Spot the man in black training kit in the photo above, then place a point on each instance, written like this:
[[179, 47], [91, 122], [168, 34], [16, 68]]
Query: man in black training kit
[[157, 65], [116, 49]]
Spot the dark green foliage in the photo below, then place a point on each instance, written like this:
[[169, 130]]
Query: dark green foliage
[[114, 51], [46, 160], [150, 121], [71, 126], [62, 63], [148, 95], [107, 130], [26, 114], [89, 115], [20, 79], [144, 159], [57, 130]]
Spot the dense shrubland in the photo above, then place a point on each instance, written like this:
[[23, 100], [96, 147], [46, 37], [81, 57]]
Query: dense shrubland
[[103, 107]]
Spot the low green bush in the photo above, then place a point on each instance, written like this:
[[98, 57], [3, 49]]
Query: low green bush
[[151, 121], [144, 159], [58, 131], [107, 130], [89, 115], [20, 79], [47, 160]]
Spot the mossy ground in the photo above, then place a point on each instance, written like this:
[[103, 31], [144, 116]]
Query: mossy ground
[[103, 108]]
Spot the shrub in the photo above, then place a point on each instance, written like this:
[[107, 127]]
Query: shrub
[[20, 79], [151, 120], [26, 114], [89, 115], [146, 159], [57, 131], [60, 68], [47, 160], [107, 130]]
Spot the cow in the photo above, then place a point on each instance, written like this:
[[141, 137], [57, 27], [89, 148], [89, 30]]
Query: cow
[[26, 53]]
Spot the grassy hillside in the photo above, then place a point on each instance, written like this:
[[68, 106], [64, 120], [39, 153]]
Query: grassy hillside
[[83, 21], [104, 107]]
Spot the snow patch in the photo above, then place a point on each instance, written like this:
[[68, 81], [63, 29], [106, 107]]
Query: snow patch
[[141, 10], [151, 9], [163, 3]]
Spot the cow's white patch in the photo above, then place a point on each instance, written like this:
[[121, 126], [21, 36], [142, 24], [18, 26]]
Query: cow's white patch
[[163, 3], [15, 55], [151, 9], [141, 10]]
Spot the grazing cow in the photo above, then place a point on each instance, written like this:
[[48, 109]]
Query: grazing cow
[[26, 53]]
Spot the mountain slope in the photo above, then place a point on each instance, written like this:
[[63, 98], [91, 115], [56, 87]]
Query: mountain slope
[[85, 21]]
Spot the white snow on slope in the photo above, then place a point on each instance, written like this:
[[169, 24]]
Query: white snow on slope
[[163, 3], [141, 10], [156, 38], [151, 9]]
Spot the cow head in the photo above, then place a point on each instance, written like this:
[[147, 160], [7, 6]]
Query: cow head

· · · · ·

**Requirement**
Using the data above, transcribe the lines that run from the line with "[[169, 130]]" to the line with "[[68, 81], [63, 29], [106, 107]]", both ends kept, and output nothing else.

**The completed task**
[[169, 130]]
Query: dark green foliage
[[114, 51], [46, 160], [150, 121], [71, 126], [62, 63], [148, 95], [107, 130], [26, 114], [89, 115], [20, 79], [144, 159], [57, 130]]
Spot the dense shrubland in the photo above, then place a point on each instance, written like this:
[[23, 100], [96, 147], [46, 37], [81, 57]]
Query: dense shrubland
[[103, 107]]
Spot the low green bush in the photo above, then place a point on each instance, written like this:
[[98, 57], [3, 49]]
Query: low green bush
[[151, 121], [144, 159], [58, 131], [107, 130], [89, 115], [20, 79], [47, 160]]
Spot the mossy ground in the photo above, then place a point on each instance, written like this:
[[103, 31], [144, 116]]
Query: mossy ground
[[103, 108]]
Spot the shrub in the photo above, then place a point on each instance, written like this:
[[107, 127]]
Query: shrub
[[20, 79], [151, 120], [26, 114], [89, 115], [146, 159], [57, 131], [60, 68], [47, 160], [107, 130]]
Spot the cow in the photo above, then place a point on each instance, written like this:
[[141, 137], [57, 27], [89, 148], [89, 30]]
Query: cow
[[26, 53]]
Spot the grassy hillside in the photo above, then place a point on each instance, written like this:
[[68, 106], [64, 120], [39, 153]]
Query: grassy hillside
[[83, 21], [104, 107]]
Spot the snow patch in the photo above, then place a point on each instance, written like this:
[[68, 81], [63, 29], [106, 107]]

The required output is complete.